■ Consegna dell'esercizio ■
Riporta, per favore, ogni riga dei record che contiene la parola "ground". Maiuscole e minuscole vanno distinte.

■ Record estratti ■
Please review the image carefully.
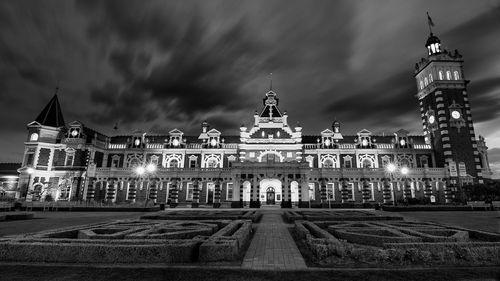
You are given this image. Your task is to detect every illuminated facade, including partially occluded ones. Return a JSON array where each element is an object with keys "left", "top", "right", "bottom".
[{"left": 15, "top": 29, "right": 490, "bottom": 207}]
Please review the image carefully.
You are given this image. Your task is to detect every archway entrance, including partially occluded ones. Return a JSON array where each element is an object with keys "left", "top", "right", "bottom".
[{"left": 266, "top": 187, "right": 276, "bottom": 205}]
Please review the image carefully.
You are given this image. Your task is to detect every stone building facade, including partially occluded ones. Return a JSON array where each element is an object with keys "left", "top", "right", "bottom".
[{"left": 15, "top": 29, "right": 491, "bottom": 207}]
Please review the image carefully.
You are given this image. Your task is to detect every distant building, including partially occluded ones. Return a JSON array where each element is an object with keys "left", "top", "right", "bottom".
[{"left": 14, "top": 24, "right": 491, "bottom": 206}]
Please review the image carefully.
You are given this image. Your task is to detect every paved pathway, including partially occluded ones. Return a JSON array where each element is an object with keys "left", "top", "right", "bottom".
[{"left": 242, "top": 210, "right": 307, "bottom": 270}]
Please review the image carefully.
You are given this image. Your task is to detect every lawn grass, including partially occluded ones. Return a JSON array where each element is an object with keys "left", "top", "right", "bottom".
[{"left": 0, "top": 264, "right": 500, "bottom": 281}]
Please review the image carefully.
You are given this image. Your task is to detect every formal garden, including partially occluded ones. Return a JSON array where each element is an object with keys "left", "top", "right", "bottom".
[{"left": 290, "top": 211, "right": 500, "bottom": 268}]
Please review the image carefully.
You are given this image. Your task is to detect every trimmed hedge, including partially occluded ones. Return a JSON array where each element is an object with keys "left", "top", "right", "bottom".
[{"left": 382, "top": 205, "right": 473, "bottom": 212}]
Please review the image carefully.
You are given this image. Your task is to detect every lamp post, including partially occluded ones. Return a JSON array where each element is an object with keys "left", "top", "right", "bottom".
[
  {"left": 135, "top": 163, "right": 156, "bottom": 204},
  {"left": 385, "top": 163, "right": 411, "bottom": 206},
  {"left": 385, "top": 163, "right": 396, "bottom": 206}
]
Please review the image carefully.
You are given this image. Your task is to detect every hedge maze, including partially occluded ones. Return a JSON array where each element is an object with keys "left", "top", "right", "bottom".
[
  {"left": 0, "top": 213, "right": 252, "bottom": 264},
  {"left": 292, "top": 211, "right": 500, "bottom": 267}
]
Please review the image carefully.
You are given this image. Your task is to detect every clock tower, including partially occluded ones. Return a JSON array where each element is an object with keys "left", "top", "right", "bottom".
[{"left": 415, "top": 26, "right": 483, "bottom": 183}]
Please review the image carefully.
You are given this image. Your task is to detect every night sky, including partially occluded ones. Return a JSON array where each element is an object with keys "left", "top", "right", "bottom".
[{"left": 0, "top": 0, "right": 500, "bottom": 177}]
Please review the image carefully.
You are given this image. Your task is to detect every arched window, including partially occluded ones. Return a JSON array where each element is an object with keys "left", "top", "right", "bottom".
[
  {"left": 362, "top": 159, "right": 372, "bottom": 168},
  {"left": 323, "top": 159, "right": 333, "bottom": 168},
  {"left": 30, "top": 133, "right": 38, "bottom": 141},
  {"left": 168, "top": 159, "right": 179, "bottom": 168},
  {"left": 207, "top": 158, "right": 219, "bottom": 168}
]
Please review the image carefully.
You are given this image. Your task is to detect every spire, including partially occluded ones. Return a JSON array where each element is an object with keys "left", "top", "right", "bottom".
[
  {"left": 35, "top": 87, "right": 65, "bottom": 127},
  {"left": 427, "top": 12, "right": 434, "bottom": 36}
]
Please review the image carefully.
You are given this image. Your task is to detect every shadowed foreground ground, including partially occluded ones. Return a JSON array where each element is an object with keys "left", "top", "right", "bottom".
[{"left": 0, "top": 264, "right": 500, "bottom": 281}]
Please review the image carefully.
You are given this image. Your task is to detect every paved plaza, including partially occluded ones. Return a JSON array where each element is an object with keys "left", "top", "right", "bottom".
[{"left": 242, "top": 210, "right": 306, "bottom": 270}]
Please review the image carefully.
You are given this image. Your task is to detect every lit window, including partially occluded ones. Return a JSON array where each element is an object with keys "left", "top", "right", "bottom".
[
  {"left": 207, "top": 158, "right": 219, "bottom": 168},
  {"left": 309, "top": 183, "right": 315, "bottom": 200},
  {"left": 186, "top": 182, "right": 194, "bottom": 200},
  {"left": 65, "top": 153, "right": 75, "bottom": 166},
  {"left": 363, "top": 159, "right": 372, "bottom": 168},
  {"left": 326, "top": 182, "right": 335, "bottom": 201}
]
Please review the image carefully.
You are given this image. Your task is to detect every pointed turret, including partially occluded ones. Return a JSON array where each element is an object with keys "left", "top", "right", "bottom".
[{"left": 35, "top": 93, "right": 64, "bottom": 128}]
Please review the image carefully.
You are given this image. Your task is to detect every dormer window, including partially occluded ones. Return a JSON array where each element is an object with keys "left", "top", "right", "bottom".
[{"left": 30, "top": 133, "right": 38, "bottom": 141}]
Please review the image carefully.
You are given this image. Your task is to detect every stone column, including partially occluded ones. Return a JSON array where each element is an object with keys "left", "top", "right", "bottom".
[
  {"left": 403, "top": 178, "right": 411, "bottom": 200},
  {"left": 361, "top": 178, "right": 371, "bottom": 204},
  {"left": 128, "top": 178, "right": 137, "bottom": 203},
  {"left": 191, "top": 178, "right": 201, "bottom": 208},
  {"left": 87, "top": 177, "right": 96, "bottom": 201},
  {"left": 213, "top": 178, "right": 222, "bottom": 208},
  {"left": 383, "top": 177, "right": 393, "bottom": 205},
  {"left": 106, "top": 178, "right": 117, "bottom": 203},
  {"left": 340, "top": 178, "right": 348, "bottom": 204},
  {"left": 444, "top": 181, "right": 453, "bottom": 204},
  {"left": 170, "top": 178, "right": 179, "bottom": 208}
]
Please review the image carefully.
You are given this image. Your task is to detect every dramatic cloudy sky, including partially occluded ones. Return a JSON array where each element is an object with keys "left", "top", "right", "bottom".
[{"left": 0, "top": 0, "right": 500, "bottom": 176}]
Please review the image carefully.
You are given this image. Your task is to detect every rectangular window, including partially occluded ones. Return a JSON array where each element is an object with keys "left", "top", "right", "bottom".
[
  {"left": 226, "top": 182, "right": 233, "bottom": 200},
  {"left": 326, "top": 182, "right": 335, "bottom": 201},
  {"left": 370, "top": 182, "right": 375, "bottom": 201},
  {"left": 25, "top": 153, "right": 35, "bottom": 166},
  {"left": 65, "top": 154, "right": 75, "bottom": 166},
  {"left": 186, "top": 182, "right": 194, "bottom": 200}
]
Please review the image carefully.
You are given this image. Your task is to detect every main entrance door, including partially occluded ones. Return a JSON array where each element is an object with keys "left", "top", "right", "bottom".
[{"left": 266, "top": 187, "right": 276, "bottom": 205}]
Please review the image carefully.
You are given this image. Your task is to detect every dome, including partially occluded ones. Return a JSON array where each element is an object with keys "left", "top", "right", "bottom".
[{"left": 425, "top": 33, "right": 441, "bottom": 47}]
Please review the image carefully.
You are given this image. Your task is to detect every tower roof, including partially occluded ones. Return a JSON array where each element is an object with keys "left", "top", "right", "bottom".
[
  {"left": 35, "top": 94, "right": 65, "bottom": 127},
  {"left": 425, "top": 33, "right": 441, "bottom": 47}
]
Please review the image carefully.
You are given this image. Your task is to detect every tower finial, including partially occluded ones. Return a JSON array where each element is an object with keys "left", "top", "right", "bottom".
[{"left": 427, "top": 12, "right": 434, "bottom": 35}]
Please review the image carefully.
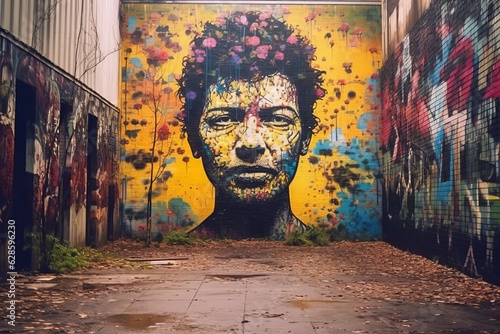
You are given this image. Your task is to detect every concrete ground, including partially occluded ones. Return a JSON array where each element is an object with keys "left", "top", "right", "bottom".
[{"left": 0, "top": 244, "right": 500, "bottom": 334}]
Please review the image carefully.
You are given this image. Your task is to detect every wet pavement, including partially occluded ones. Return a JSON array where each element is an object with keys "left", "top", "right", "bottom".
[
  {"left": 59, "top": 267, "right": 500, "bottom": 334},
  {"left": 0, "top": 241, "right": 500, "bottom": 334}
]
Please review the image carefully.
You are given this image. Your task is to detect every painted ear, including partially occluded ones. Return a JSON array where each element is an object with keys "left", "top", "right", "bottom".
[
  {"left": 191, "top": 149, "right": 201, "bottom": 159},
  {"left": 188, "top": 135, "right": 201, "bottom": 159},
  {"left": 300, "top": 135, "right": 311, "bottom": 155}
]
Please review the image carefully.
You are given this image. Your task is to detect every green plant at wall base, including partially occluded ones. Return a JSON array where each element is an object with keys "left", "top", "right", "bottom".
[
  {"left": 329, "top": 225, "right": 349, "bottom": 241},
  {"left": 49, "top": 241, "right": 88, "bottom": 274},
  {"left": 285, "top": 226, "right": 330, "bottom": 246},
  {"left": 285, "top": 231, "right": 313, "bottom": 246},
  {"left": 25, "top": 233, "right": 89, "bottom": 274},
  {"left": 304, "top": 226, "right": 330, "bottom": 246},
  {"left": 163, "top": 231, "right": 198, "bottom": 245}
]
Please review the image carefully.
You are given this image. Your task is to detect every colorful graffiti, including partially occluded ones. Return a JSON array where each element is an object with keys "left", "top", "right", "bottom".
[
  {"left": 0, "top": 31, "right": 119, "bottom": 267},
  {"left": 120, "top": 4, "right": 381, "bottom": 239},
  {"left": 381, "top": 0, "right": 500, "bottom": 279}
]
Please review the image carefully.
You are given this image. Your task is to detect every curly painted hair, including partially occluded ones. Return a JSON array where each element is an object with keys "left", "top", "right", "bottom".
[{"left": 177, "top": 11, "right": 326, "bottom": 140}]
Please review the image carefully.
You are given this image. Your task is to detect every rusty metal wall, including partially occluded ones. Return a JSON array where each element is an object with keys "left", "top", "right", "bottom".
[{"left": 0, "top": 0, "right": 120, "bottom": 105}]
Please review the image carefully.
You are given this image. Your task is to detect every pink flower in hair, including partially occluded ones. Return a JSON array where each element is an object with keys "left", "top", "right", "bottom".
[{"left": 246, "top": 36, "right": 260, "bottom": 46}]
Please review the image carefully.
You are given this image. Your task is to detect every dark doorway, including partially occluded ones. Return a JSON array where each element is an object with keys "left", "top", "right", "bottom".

■ Soluzione dell'esercizio ■
You are given this image. Your task is to detect every shadowed foreground ground, including partially occluded ones. Return a JSON array where each element is an object with keys "left", "top", "right", "bottom".
You are given this image. Your task is to detect every concrete ground, including partially occluded ones. Return a JSON array where each element is an object with keys "left", "top", "right", "bottom".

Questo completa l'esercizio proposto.